● THE PROBLEM
Extract each line of the records that contains the string "distant".
####
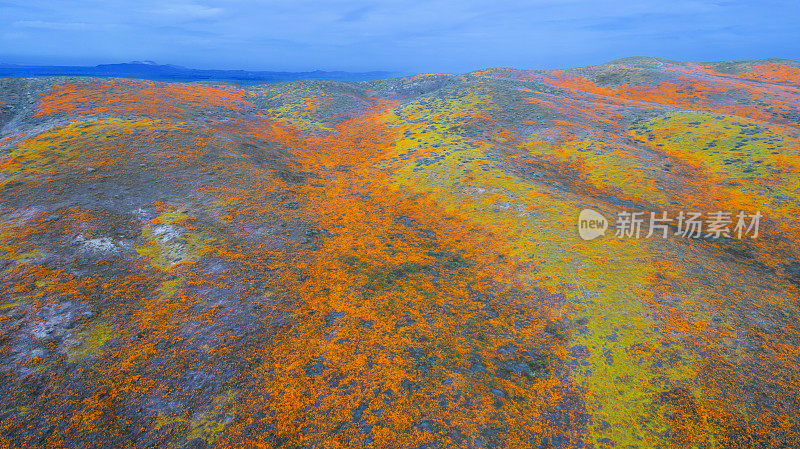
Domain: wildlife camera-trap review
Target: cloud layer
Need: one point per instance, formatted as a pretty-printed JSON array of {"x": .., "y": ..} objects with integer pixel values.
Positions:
[{"x": 409, "y": 36}]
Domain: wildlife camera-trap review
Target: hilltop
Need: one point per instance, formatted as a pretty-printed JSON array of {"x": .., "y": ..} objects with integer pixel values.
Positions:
[{"x": 396, "y": 262}]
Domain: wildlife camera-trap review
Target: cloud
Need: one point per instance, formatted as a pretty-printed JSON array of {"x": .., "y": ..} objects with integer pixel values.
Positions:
[
  {"x": 188, "y": 10},
  {"x": 403, "y": 35},
  {"x": 62, "y": 26}
]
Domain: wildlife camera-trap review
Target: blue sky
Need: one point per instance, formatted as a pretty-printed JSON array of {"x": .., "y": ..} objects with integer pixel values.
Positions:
[{"x": 442, "y": 36}]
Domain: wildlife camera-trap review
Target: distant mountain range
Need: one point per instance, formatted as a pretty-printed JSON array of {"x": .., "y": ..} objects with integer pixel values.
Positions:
[{"x": 160, "y": 72}]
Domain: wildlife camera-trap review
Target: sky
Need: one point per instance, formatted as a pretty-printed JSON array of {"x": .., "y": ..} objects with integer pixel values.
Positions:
[{"x": 431, "y": 36}]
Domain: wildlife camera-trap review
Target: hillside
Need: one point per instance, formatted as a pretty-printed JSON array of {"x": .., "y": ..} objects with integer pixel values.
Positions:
[{"x": 397, "y": 263}]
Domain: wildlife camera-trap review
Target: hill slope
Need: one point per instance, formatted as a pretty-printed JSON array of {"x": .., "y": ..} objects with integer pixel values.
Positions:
[{"x": 397, "y": 263}]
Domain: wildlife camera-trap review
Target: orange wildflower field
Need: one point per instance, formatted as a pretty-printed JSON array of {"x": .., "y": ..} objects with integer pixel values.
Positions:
[{"x": 397, "y": 263}]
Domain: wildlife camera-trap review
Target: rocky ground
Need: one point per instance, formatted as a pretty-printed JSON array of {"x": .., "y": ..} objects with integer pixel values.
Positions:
[{"x": 397, "y": 264}]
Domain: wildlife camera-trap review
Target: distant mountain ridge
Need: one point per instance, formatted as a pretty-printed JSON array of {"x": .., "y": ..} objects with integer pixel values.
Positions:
[{"x": 166, "y": 72}]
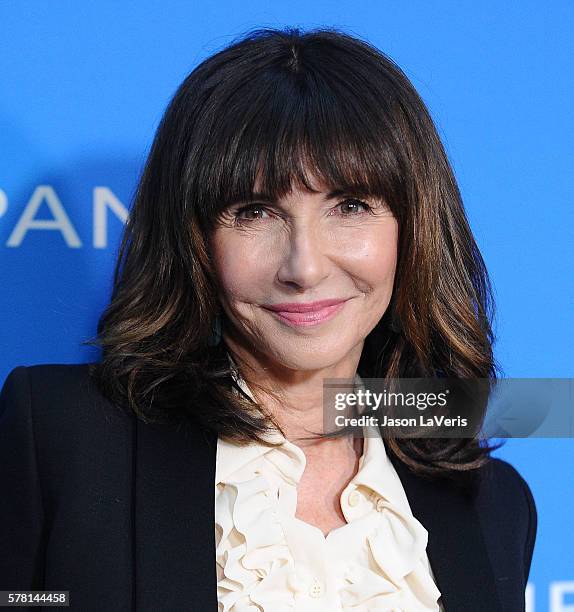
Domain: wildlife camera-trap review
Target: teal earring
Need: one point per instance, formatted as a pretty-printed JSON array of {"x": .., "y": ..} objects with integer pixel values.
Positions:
[
  {"x": 215, "y": 337},
  {"x": 395, "y": 324}
]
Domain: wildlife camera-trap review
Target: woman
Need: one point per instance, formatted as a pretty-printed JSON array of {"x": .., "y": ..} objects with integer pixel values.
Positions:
[{"x": 297, "y": 220}]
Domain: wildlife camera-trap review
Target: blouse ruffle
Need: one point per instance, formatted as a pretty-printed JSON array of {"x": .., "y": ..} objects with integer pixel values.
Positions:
[
  {"x": 257, "y": 538},
  {"x": 265, "y": 555}
]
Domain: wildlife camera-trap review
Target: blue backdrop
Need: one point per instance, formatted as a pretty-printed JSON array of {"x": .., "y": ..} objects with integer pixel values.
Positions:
[{"x": 84, "y": 85}]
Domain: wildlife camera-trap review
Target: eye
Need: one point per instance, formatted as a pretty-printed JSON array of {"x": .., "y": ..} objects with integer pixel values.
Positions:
[
  {"x": 352, "y": 207},
  {"x": 244, "y": 213}
]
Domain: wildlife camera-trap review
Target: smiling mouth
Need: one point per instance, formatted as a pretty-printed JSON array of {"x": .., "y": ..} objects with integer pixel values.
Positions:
[{"x": 309, "y": 318}]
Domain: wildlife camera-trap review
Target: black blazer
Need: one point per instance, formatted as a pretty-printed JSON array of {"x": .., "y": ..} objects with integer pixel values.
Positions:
[{"x": 121, "y": 513}]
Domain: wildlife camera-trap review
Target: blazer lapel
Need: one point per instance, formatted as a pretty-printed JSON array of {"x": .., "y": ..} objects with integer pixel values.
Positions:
[
  {"x": 173, "y": 520},
  {"x": 174, "y": 517},
  {"x": 456, "y": 548}
]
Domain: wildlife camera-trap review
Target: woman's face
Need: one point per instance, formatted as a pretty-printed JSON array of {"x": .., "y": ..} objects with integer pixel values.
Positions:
[{"x": 305, "y": 248}]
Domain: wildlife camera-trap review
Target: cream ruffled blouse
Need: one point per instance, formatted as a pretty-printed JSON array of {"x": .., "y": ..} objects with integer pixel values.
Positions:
[{"x": 269, "y": 560}]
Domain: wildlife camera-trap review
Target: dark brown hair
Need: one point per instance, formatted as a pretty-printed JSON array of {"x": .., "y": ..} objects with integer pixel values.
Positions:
[{"x": 284, "y": 103}]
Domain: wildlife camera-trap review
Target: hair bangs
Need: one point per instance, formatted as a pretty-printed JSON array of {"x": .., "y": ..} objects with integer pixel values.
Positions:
[{"x": 286, "y": 130}]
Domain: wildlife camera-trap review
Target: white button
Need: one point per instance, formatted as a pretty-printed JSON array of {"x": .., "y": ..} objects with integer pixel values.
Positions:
[
  {"x": 354, "y": 498},
  {"x": 295, "y": 582},
  {"x": 316, "y": 589},
  {"x": 381, "y": 504}
]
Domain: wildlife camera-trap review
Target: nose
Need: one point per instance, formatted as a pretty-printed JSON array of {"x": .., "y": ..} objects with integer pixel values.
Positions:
[{"x": 305, "y": 262}]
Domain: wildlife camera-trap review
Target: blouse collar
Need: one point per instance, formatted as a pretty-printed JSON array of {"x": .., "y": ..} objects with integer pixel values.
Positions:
[{"x": 375, "y": 472}]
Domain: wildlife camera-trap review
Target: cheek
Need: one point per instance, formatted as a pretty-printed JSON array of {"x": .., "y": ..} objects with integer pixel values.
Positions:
[
  {"x": 372, "y": 257},
  {"x": 238, "y": 265}
]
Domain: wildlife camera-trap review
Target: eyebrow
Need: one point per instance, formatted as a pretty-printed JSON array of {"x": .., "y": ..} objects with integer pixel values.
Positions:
[{"x": 264, "y": 197}]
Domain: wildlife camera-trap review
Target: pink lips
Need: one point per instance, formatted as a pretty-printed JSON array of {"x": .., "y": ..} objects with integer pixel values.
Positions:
[{"x": 307, "y": 314}]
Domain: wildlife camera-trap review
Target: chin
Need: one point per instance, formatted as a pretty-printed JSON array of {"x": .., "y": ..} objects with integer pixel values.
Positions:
[{"x": 309, "y": 355}]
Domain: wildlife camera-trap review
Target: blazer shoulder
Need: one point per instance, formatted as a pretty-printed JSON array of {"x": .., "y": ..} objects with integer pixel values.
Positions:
[
  {"x": 507, "y": 506},
  {"x": 55, "y": 386},
  {"x": 62, "y": 401}
]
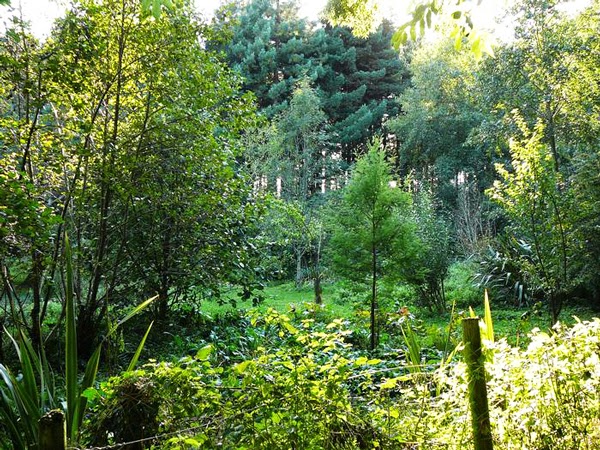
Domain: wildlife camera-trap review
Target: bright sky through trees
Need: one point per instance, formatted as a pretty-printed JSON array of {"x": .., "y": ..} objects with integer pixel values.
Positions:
[{"x": 42, "y": 13}]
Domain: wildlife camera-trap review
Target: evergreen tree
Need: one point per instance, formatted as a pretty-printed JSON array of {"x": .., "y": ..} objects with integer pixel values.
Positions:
[{"x": 372, "y": 235}]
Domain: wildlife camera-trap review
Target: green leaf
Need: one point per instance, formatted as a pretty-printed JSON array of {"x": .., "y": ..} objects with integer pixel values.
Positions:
[
  {"x": 204, "y": 352},
  {"x": 242, "y": 367},
  {"x": 138, "y": 351}
]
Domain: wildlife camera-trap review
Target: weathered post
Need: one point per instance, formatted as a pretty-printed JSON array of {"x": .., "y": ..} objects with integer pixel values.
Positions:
[
  {"x": 480, "y": 415},
  {"x": 53, "y": 431}
]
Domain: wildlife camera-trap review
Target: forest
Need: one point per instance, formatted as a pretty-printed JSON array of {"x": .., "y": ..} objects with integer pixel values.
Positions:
[{"x": 261, "y": 231}]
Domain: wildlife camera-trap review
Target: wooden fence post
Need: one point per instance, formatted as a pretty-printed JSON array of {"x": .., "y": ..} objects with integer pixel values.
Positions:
[
  {"x": 53, "y": 431},
  {"x": 480, "y": 415}
]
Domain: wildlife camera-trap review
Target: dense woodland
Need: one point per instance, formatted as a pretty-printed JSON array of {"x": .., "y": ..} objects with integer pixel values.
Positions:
[{"x": 154, "y": 164}]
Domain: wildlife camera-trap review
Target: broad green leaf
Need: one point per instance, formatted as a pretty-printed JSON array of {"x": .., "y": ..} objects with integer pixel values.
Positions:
[
  {"x": 204, "y": 352},
  {"x": 138, "y": 351}
]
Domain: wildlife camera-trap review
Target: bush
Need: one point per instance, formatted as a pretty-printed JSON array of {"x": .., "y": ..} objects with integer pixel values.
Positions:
[{"x": 461, "y": 288}]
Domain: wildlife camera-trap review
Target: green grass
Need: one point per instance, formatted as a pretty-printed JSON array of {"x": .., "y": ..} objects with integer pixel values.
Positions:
[
  {"x": 285, "y": 298},
  {"x": 511, "y": 323}
]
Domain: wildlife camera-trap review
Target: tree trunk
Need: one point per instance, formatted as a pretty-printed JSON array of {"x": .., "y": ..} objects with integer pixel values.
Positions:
[
  {"x": 374, "y": 336},
  {"x": 299, "y": 276},
  {"x": 480, "y": 416},
  {"x": 318, "y": 289},
  {"x": 36, "y": 279}
]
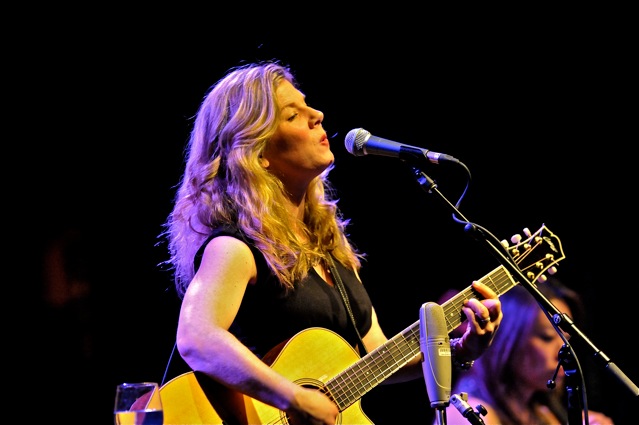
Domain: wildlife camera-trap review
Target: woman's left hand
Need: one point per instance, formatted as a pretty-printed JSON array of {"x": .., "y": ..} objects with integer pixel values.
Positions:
[{"x": 483, "y": 318}]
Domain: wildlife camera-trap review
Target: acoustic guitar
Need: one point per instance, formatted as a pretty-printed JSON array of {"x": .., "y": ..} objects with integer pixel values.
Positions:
[{"x": 319, "y": 358}]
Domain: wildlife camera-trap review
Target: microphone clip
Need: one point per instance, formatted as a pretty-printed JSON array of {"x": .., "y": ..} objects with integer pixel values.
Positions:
[{"x": 460, "y": 401}]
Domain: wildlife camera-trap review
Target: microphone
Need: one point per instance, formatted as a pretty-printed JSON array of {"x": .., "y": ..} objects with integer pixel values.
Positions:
[
  {"x": 360, "y": 142},
  {"x": 460, "y": 403},
  {"x": 435, "y": 347}
]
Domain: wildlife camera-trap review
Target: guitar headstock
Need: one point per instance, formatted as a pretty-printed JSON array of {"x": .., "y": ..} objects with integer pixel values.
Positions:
[{"x": 537, "y": 254}]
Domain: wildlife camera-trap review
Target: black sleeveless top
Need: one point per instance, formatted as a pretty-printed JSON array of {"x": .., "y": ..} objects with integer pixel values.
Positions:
[{"x": 270, "y": 314}]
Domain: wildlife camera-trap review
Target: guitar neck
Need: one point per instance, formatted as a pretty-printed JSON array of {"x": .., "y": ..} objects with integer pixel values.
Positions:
[{"x": 365, "y": 374}]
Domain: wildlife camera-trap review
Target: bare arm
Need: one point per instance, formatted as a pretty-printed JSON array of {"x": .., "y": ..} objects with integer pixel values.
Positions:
[{"x": 209, "y": 307}]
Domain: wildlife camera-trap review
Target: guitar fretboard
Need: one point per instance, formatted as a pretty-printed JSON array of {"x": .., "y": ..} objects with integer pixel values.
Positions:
[
  {"x": 375, "y": 367},
  {"x": 350, "y": 385}
]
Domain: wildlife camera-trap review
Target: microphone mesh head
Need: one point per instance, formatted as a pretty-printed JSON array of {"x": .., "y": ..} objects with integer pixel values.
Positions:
[{"x": 355, "y": 140}]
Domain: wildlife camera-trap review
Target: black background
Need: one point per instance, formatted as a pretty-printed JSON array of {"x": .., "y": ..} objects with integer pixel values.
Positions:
[{"x": 542, "y": 112}]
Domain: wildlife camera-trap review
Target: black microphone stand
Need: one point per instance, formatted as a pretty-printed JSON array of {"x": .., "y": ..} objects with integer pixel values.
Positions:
[{"x": 574, "y": 387}]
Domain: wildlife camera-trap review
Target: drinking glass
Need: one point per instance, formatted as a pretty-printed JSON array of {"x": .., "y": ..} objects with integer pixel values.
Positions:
[{"x": 138, "y": 403}]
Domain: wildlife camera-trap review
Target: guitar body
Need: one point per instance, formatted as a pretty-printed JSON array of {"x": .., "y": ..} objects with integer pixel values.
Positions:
[{"x": 309, "y": 358}]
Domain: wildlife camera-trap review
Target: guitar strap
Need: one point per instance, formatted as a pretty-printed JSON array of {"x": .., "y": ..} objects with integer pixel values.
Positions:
[{"x": 342, "y": 291}]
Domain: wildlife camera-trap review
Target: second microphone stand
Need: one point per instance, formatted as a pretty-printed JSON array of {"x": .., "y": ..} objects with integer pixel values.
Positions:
[{"x": 574, "y": 385}]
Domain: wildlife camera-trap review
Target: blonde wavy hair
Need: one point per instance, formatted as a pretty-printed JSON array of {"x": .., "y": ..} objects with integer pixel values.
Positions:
[{"x": 224, "y": 183}]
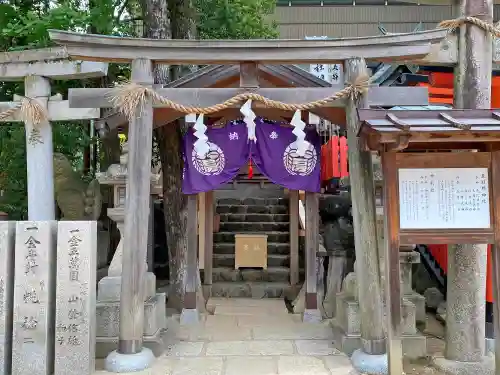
####
● SOLVED EXERCISE
Target: distant mountain range
Target: distant mountain ridge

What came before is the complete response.